EXERCISE REQUIREMENTS: Pull out every line in the entries below that contains the word "Task", copying each one in full.
─── DATASET EXTRACT
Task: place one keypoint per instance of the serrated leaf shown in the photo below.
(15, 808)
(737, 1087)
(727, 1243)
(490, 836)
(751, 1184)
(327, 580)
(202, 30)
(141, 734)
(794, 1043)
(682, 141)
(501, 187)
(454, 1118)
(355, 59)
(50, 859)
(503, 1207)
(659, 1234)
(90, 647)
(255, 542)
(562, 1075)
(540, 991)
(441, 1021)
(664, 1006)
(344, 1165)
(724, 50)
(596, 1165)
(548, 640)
──────
─── DATASET EXTRACT
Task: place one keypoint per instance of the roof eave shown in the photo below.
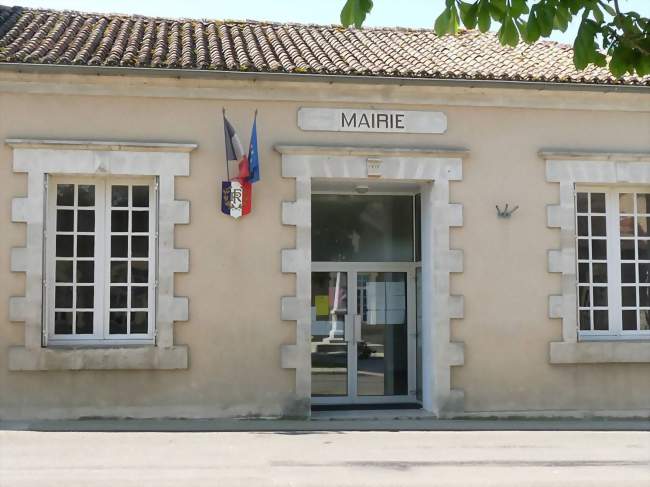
──────
─── DATASET EXTRACT
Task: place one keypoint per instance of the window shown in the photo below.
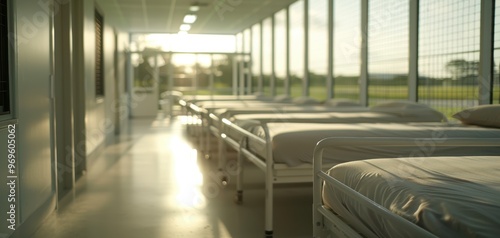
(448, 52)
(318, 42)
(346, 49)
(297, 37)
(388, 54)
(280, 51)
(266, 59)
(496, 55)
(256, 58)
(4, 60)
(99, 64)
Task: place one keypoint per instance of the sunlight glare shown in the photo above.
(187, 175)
──────
SOLUTION BELOW:
Task: place one keypoint per instance of the serrated leaf shown in the photo below.
Task: place one keypoint per instance of the roof eave shown in the photo below.
Task: place one keypoint per instance of the window shown in the photo below.
Task: place one keypoint per instance of the sunlight glare shown in the photo above.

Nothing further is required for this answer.